EXERCISE REQUIREMENTS
Look through the entries below and count the lines with "positive" in them; the reply is the number alone.

RECORDS SUPPLIED
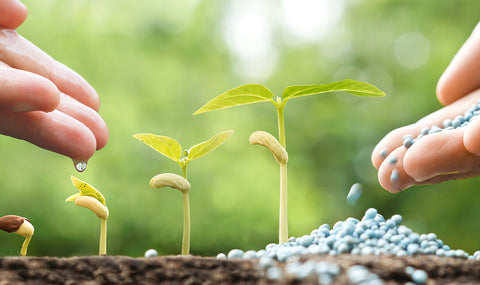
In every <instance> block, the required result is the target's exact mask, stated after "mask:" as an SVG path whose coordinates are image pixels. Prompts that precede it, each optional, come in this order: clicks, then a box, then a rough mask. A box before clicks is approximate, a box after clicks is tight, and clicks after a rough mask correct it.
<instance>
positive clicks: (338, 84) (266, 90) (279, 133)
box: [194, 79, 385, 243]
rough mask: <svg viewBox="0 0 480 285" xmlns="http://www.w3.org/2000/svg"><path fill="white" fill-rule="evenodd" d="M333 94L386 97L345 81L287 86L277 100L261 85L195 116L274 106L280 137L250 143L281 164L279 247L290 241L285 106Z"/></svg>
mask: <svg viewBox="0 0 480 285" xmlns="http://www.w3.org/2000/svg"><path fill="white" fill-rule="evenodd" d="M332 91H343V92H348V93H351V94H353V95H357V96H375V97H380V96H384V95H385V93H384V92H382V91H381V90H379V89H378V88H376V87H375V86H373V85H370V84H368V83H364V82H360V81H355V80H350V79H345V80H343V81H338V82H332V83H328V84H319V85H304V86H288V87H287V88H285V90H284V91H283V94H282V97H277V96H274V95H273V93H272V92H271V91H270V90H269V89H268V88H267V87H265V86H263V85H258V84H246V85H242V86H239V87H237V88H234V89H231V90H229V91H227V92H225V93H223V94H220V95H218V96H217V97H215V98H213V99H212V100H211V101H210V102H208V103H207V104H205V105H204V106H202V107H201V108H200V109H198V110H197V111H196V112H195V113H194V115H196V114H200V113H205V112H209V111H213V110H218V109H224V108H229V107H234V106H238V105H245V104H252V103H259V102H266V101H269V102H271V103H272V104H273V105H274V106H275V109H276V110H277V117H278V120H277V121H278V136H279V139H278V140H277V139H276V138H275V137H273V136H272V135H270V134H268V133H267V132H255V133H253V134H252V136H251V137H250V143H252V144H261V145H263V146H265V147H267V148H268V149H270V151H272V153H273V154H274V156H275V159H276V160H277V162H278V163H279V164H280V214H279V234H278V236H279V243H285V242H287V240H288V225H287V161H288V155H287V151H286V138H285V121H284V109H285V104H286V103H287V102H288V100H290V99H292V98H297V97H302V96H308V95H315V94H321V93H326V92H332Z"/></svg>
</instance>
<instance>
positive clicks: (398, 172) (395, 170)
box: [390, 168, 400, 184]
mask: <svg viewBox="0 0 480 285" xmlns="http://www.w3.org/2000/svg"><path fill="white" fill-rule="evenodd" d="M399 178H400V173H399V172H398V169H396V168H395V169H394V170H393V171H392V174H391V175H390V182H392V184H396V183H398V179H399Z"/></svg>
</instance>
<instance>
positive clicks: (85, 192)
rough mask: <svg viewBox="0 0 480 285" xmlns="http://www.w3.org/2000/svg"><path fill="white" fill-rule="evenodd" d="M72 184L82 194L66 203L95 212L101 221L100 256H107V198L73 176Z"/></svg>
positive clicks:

REPLY TO THE TASK
4